Segment Start: Dataset excerpts

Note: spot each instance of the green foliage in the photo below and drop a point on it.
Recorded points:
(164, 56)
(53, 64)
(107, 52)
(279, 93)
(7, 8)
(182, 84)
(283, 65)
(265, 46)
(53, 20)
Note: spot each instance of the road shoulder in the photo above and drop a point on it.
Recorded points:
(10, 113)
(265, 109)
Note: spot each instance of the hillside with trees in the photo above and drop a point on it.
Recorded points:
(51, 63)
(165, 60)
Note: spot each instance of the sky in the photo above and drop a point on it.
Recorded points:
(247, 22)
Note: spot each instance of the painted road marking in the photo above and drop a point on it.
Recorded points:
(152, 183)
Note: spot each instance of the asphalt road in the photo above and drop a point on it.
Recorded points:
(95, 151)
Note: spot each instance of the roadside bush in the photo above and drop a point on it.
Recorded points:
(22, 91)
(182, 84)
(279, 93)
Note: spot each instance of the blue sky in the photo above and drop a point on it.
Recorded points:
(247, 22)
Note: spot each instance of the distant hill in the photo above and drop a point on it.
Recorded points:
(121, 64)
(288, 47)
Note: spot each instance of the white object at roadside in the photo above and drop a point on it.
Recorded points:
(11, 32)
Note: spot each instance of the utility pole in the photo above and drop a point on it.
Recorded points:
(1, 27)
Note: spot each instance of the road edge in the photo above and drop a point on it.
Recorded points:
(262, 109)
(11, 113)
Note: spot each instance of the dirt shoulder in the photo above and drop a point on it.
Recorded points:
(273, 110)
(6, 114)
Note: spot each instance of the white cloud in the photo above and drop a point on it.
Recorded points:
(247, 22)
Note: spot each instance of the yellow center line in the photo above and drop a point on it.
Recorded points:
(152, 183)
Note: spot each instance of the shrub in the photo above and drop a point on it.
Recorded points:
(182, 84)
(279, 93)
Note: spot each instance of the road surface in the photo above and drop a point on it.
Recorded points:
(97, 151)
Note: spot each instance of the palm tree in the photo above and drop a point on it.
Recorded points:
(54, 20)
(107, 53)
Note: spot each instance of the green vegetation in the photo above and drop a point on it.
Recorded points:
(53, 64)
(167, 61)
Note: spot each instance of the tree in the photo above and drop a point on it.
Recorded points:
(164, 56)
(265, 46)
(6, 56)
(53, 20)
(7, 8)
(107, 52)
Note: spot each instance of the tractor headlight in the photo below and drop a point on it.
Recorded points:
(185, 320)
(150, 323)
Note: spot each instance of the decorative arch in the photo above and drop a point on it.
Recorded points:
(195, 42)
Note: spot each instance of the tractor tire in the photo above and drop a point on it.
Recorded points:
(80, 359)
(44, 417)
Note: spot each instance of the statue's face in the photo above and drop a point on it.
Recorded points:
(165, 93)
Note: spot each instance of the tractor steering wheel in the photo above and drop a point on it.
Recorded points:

Segment End: Dataset excerpts

Goal of the exercise: Line by line, transcribe the material above without leaving anything out.

Solution below:
Note: spot each instance of the green foliage in the photo below and drop a point on it.
Recorded points:
(164, 56)
(53, 64)
(107, 52)
(279, 93)
(7, 8)
(182, 84)
(283, 65)
(265, 46)
(53, 20)
Note: spot each instance of the road shoulder in the photo above and drop a point on it.
Recorded points:
(10, 113)
(265, 109)
Note: spot each instance of the hillside with trees in the photo above and drop a point on it.
Recorded points:
(51, 63)
(165, 60)
Note: spot each instance of the sky in the photo above and drop a point on it.
Recorded points:
(247, 22)
Note: spot each instance of the painted road marking in the photo above and drop a point on it.
Recorded points:
(152, 183)
Note: spot each instance of the asphalt road in the photo above and drop a point on it.
Recorded points:
(95, 151)
Note: spot each instance of the roadside bush in the photo above and drop a point on it.
Recorded points:
(22, 91)
(182, 84)
(279, 93)
Note: spot each instance of the blue sky in the photo above and drop a point on it.
Recorded points:
(247, 22)
Note: spot each instance of the distant hill in the photo above and drop a point on it.
Recorded points:
(121, 64)
(288, 47)
Note: spot each instance of the white object at roadside in the photo above and drop a point on it.
Recorded points:
(11, 32)
Note: spot each instance of the utility pole in the photo above and drop a point on it.
Recorded points:
(1, 27)
Note: spot each instance of the road edge in the photo above and drop a point on it.
Recorded points:
(262, 109)
(11, 113)
Note: spot each instance of the dirt shoulder in the photo above and drop a point on it.
Recorded points:
(273, 110)
(6, 114)
Note: spot each instance of the white cloud in the photo above and drop a point on it.
Recorded points:
(247, 22)
Note: spot each instance of the yellow center line in the photo above and drop a point on it.
Recorded points:
(152, 183)
Note: spot each instance of the shrub in the photo above and drop a point on it.
Recorded points:
(182, 84)
(279, 93)
Note: spot each instance of the road surface in the photo above and drop a point on it.
Recorded points:
(97, 151)
Note: spot each instance of the palm tree in the photo above and drop a point on it.
Recorded points:
(54, 20)
(107, 53)
Note: spot each instance of the green vegetation in the photo above and drop a point on it.
Recorded points:
(53, 64)
(167, 61)
Note: spot each instance of the tree in the photo above and drop a point on it.
Recorded points:
(164, 56)
(265, 46)
(6, 56)
(53, 20)
(7, 8)
(107, 52)
Note: spot each instance of the tractor headlight in the photo below and drop a point on it.
Recorded points:
(185, 320)
(150, 323)
Note: spot each instance of the decorative arch in the photo above and drop a point on it.
Recorded points:
(195, 42)
Note: spot each instance of the tractor tire in the photo above and drop a point on it.
Recorded points:
(80, 359)
(44, 417)
Note: spot each instance of the statue's face in the photo above and drop a point on it.
Recorded points:
(165, 93)
Note: spot each instance of the tractor steering wheel in the photo above and drop a point on it.
Recorded points:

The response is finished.